● Task to carry out:
In the Blender mesh performance notes, copy everything from "Here are some" down to "the common tasks.", swapping "VBOs" for "vertex buffers".

● Given text:
+-------+
Blender performance when working with huge meshes can be improved.
Here are some ideas and reasoning.
- Selection: how much is wasted when rebuilding selection. Could we rearrange the VBOs to have less overhead?
- Profile with meshes of different sizes and common tasks. Add performance test cases for the common tasks.
- Move the display normals to draw module:
- After reevaluating the modifier stack the display normals are updated (depsgraph update). drawing code could take better decisions when doing it as part of the draw module.
- To calculate the display normals a reverse lookup structure is build. This structure isn't kept around. Performance could be improved when geometry doesn't change between recalc.
- Other buffers can also use this data (adjacency IBO for example).
- Does cycles use the display normals? If not we could eliminate it from the DNA/RNA
- Use data streaming optimized data structures in MeshRenderData (do not lookup polies inside a loop). Reduce cache misses by storing data in arrays and only allow sequential access.
+-------+
Referring expression data

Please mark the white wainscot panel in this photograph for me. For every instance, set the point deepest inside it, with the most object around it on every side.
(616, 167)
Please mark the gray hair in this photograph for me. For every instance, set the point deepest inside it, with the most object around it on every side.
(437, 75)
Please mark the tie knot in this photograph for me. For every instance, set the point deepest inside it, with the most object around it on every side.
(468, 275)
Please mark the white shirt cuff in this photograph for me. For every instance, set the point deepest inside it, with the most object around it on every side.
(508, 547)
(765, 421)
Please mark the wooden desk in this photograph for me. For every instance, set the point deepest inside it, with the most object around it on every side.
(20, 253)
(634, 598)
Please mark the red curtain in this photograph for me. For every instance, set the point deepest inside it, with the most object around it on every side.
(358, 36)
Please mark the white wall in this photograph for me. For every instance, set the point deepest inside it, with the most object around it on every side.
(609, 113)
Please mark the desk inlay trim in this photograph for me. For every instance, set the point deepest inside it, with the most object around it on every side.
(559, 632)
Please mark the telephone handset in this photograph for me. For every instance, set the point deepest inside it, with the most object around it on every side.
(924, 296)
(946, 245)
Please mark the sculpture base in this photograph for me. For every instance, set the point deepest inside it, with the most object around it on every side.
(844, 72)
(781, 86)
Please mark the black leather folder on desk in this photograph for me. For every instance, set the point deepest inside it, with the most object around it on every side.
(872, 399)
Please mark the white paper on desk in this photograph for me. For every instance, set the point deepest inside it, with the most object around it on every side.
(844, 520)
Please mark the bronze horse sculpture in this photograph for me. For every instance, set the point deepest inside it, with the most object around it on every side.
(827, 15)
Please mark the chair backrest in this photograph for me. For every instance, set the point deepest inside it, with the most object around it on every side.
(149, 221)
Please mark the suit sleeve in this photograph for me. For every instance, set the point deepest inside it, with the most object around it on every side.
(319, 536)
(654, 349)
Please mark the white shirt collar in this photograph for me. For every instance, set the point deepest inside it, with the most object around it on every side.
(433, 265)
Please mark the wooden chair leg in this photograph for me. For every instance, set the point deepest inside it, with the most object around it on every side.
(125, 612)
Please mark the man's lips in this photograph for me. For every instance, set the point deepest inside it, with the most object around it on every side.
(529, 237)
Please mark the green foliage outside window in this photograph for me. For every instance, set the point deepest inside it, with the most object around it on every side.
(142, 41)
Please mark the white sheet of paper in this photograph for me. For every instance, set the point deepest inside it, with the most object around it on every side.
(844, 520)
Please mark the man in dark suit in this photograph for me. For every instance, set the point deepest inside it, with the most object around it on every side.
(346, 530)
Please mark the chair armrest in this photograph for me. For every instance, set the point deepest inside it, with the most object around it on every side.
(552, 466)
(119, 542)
+-------+
● Task answer:
Here are some ideas and reasoning.
- Selection: how much is wasted when rebuilding selection. Could we rearrange the vertex buffers to have less overhead?
- Profile with meshes of different sizes and common tasks. Add performance test cases for the common tasks.